* [Exercise A]: Type out the whole account of the laundry room leak word for word.
* [Exercise B]: Put the lines of the records into a JSON list of strings, one string per line, leaving out blank lines. Begin at the line that has "Phrase: nose", stop after the last line of the records, and include only those lines.

* [Document section]:
##########
Seahawk finally gets the water diverted. He was so clever! He used the foil tube coming out of the dryer and jimmied it up to the leak. Since that tube already led to the outside by way of the dryer vent, the water started pouring outside instead of continuing to come inside. This whole process took about 30-45 minutes from the start of the leak. Not long after, Will arrived back for lunch to find us all frantic. He took over the calling of his dad and stepmom as well as anyone else he could think of (church people, mostly) who might be able to help. No luck. (Being a Monday morning, everyone was at work – except my FIL, who was a doctor’s appointment.) Finally his stepmom called us back and told us how to turn the water off at the street, so Will did that. This was nearly 1.5 hours after the initial outpouring started. It was such a relief to have the water stop! With no more water coming in, the four of us got to work cleaning up the pool that had taken over the kitchen. When we went into the master bathroom looking for more towels (we’d used up literally every single towel, blanket, and clothing item we owned besides what we were physically wearing at the time), another unpleasant surprise awaited us: that room was on the other side of the laundry room wall, and water had escaped under that wall and flooded that room too.

It took us another 45 minutes to an hour (and about a dozen Costco rolls of paper towels) to get the laundry, kitchen, and master bath dry. Right around the time we finished, my father in law called and let us know that he’d be there in 15 minutes and had gotten hold of a handyman-type from church who was also coming over to help. When they both got there, we left to get some lunch (it was nearly 2 p.m. now). We came back to a very frustrated FIL and friend. They’d tried several times to fix the pipe, but every time they turned the water back on to test their work, everything exploded again.
##########
[Pointing and labeling records]

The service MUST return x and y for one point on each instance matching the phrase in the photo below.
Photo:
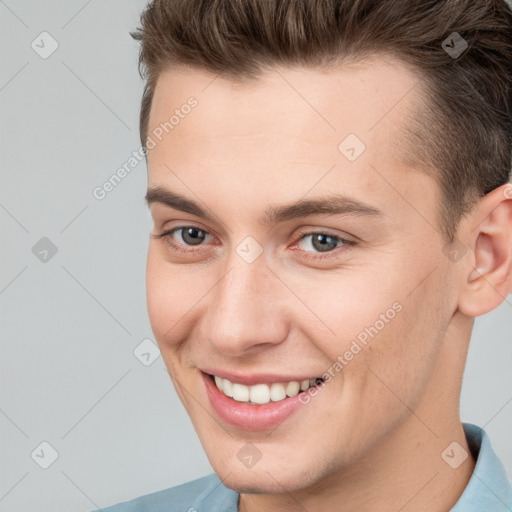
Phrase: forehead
(281, 134)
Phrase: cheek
(168, 294)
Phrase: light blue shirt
(488, 489)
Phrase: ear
(488, 235)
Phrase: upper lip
(256, 378)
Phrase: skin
(372, 438)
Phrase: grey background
(69, 325)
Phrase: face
(296, 243)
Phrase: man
(328, 182)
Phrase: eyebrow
(333, 204)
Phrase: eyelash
(346, 244)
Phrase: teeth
(262, 393)
(277, 392)
(227, 387)
(240, 392)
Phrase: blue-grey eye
(320, 242)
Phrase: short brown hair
(464, 131)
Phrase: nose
(246, 312)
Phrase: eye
(321, 243)
(184, 236)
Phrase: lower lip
(249, 417)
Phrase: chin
(264, 481)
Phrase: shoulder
(207, 491)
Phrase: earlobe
(489, 277)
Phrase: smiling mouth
##########
* [Exercise result A]:
Seahawk finally gets the water diverted. He was so clever! He used the foil tube coming out of the dryer and jimmied it up to the leak. Since that tube already led to the outside by way of the dryer vent, the water started pouring outside instead of continuing to come inside. This whole process took about 30-45 minutes from the start of the leak. Not long after, Will arrived back for lunch to find us all frantic. He took over the calling of his dad and stepmom as well as anyone else he could think of (church people, mostly) who might be able to help. No luck. (Being a Monday morning, everyone was at work – except my FIL, who was a doctor’s appointment.) Finally his stepmom called us back and told us how to turn the water off at the street, so Will did that. This was nearly 1.5 hours after the initial outpouring started. It was such a relief to have the water stop! With no more water coming in, the four of us got to work cleaning up the pool that had taken over the kitchen. When we went into the master bathroom looking for more towels (we’d used up literally every single towel, blanket, and clothing item we owned besides what we were physically wearing at the time), another unpleasant surprise awaited us: that room was on the other side of the laundry room wall, and water had escaped under that wall and flooded that room too.

It took us another 45 minutes to an hour (and about a dozen Costco rolls of paper towels) to get the laundry, kitchen, and master bath dry. Right around the time we finished, my father in law called and let us know that he’d be there in 15 minutes and had gotten hold of a handyman-type from church who was also coming over to help. When they both got there, we left to get some lunch (it was nearly 2 p.m. now). We came back to a very frustrated FIL and friend. They’d tried several times to fix the pipe, but every time they turned the water back on to test their work, everything exploded again.

* [Exercise result B]:
[
  "Phrase: nose",
  "(246, 312)",
  "Phrase: eye",
  "(321, 243)",
  "(184, 236)",
  "Phrase: lower lip",
  "(249, 417)",
  "Phrase: chin",
  "(264, 481)",
  "Phrase: shoulder",
  "(207, 491)",
  "Phrase: earlobe",
  "(489, 277)",
  "Phrase: smiling mouth"
]